- **WHAT TO DO**
Leaving out the pictures, transcribe all of the records faithfully.
-- RECORDS SHOWN follows --
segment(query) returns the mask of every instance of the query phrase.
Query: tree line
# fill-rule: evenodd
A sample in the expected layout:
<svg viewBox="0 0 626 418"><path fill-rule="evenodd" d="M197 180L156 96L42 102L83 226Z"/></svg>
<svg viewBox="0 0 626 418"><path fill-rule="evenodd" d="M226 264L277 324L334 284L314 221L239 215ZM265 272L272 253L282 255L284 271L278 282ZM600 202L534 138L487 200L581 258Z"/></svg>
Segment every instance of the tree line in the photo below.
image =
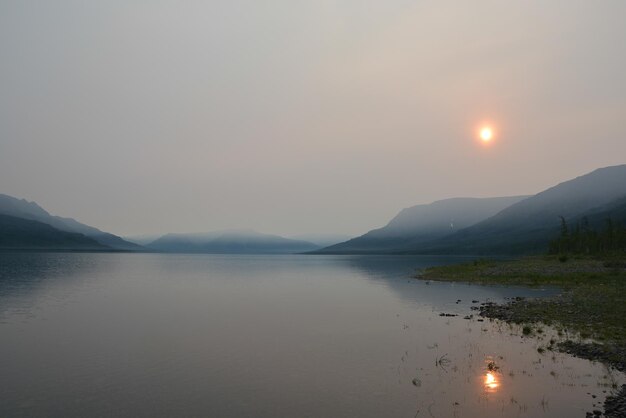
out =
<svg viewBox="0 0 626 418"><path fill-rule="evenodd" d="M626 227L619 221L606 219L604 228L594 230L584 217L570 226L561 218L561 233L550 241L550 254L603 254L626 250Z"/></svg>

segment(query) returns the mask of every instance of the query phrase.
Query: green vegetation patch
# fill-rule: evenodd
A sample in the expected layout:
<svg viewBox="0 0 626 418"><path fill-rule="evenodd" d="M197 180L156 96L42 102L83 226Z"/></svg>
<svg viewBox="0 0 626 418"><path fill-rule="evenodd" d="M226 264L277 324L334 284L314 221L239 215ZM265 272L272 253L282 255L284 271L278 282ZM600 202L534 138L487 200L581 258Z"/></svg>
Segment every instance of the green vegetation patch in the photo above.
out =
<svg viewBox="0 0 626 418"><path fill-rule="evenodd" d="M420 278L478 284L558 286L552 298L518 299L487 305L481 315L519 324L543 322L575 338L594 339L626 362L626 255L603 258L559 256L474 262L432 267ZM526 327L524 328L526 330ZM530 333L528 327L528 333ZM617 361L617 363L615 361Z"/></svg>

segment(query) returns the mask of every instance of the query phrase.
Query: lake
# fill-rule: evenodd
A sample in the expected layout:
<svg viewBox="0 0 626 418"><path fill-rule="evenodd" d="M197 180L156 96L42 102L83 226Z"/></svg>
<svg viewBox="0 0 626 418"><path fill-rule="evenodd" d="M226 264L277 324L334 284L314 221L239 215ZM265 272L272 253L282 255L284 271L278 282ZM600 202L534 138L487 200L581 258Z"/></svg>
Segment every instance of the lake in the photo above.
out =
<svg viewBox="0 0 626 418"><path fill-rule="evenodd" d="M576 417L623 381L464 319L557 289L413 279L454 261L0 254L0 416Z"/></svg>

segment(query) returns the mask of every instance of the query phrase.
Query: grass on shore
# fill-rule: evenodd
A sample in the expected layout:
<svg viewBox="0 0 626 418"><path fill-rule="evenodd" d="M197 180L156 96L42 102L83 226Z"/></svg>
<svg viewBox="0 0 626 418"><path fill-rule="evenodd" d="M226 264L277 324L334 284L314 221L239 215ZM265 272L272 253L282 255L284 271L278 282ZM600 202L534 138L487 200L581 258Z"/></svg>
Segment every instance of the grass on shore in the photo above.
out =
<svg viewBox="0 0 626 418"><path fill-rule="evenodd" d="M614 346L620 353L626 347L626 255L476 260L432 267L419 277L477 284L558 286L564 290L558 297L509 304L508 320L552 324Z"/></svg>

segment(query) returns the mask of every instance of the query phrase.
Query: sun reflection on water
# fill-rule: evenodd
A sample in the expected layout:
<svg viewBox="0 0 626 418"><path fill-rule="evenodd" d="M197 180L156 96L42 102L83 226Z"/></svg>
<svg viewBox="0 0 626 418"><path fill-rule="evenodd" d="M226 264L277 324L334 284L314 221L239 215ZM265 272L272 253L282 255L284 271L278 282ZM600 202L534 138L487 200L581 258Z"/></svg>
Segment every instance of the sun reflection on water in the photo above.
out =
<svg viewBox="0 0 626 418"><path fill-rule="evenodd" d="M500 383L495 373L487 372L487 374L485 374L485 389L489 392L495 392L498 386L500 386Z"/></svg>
-- RECORDS SHOWN concluded --
- **REPLY**
segment(query) returns the mask of every instance of the query phrase.
Query: tree line
# fill-rule: evenodd
A sample in the expected layout:
<svg viewBox="0 0 626 418"><path fill-rule="evenodd" d="M197 180L156 96L42 102L83 226Z"/></svg>
<svg viewBox="0 0 626 418"><path fill-rule="evenodd" d="M226 264L277 324L334 284L314 221L239 215ZM265 272L272 253L282 255L284 271L278 282ZM600 202L534 138L487 200L581 258Z"/></svg>
Segment every instance of the tree line in the photo below.
image =
out =
<svg viewBox="0 0 626 418"><path fill-rule="evenodd" d="M626 227L619 221L606 219L604 228L594 230L584 217L570 226L561 218L561 233L550 241L550 254L603 254L626 250Z"/></svg>

segment(query) returns the mask of every instance of the query phrase.
Query: green vegetation patch
# fill-rule: evenodd
A sample in the expected layout:
<svg viewBox="0 0 626 418"><path fill-rule="evenodd" d="M197 180L156 96L42 102L83 226Z"/></svg>
<svg viewBox="0 0 626 418"><path fill-rule="evenodd" d="M226 264L277 324L334 284L314 221L239 215ZM265 272L272 253L282 255L284 271L278 282ZM600 202L534 138L487 200L581 258Z"/></svg>
Segment every instance of the green vegetation patch in the photo above.
out =
<svg viewBox="0 0 626 418"><path fill-rule="evenodd" d="M420 278L478 284L558 286L552 298L518 299L487 305L481 315L519 324L543 322L575 338L594 339L626 362L626 255L603 258L559 256L474 262L432 267ZM526 327L524 328L526 330ZM530 333L528 327L528 333ZM617 361L617 363L615 361Z"/></svg>

segment(query) returns the mask of every instance of the query phrase.
Query: lake
# fill-rule: evenodd
A sample in the expected layout:
<svg viewBox="0 0 626 418"><path fill-rule="evenodd" d="M197 180L156 96L42 102L83 226Z"/></svg>
<svg viewBox="0 0 626 418"><path fill-rule="evenodd" d="M226 264L277 324L334 284L314 221L239 215ZM265 272L272 253L282 255L284 271L278 282ZM600 202L534 138L487 200L581 258Z"/></svg>
Segment every instance of the lake in the photo above.
out =
<svg viewBox="0 0 626 418"><path fill-rule="evenodd" d="M576 417L623 381L464 319L557 289L413 279L454 261L0 254L0 416Z"/></svg>

segment(query) returns the mask of every instance of the query phrase.
Query: grass on shore
# fill-rule: evenodd
A sample in the expected layout:
<svg viewBox="0 0 626 418"><path fill-rule="evenodd" d="M197 180L156 96L42 102L83 226Z"/></svg>
<svg viewBox="0 0 626 418"><path fill-rule="evenodd" d="M226 264L277 324L334 284L314 221L239 215ZM265 272L272 253L282 255L284 271L278 282ZM600 202L534 138L487 200L581 258Z"/></svg>
Segment every instance of the grass on shore in the photo above.
out =
<svg viewBox="0 0 626 418"><path fill-rule="evenodd" d="M614 346L620 353L626 347L626 255L476 260L432 267L419 277L477 284L558 286L564 290L558 297L509 304L508 320L552 324Z"/></svg>

segment(query) returns the mask of every instance of the query phrase.
Query: sun reflection on water
# fill-rule: evenodd
A sample in the expected layout:
<svg viewBox="0 0 626 418"><path fill-rule="evenodd" d="M197 180L156 96L42 102L83 226Z"/></svg>
<svg viewBox="0 0 626 418"><path fill-rule="evenodd" d="M226 264L277 324L334 284L314 221L239 215ZM265 272L272 253L282 255L284 271L278 282ZM600 202L534 138L487 200L581 258Z"/></svg>
Segment every instance of the sun reflection on water in the photo above.
out =
<svg viewBox="0 0 626 418"><path fill-rule="evenodd" d="M500 383L495 373L487 372L487 374L485 374L485 389L489 392L495 392L498 386L500 386Z"/></svg>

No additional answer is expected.